# Potentailly new very tall building by german firm



## SA BOY (Mar 29, 2003)

Guys the new construction week features a profile on german companies doing work in Dubai. there is an advert for a company called Kling consult
www.klingconsult.com and they have a render of 3 very cool, very slick tall towers. 2 are joined by 3 bridges and it looks like a JLT site background.
will investigate further but dennis could be easier for you as you are in germany now.
cheers SAB


----------



## Krazy (Apr 27, 2004)

can u please scan the advert and post???


----------



## Dubai-Lover (Jul 4, 2004)

cool
on the website it says they have just opened another office in dubai 2 weeks ago
i don't think they come to dubai just for fun, they're planning something

no info on the website about the supertalls though


----------



## Dubai_Boy (May 21, 2003)

anything under 350 meters isnt worth mentioning in this subforum


----------



## Trances (May 19, 2003)

LOL make it such a tall order to get our attention


----------



## juiced (Aug 18, 2004)

Dubai needs to come up with its own definitions, the definition of a tower here is 200m+, not 35m+ like in America


----------



## Face81 (Aug 24, 2004)

juiced said:


> Dubai needs to come up with its own definitions, the definition of a tower here is 200m+, not 35m+ like in America



more like 400m+ :drunk:


----------



## SA BOY (Mar 29, 2003)

no scanner sorry, maybe someone else has that issue of construction week


----------



## Krazy (Apr 27, 2004)

do u have a digi cam? you cud click a photo of it


----------



## DUBAI (Aug 24, 2004)

face is back!!!?

i just found a great new magazine...

arabian business...its a weekly and really good!


----------

Task set —
**a.** Which distinct height figures does the forum thread on the Dubai towers mention? List each one once.
**b.** Answer these questions about the forum thread on the Dubai towers above.
(i) What company's advert shows the render of the three towers?
(ii) According to Dubai-Lover, when did that company open another office in Dubai?
(iii) How often does Arabian Business come out?

Given material —

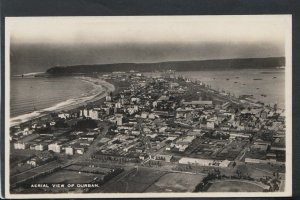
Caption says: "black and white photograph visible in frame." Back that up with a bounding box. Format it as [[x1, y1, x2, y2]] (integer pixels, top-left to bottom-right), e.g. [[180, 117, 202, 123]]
[[5, 15, 292, 198]]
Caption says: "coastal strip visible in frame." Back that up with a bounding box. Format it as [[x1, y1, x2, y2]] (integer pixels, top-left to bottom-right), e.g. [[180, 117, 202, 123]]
[[10, 76, 115, 127]]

Answers for this exercise —
**a.** 350 meters, 200m+, 35m+, 400m+

**b.**
(i) Kling Consult
(ii) Two weeks ago
(iii) Weekly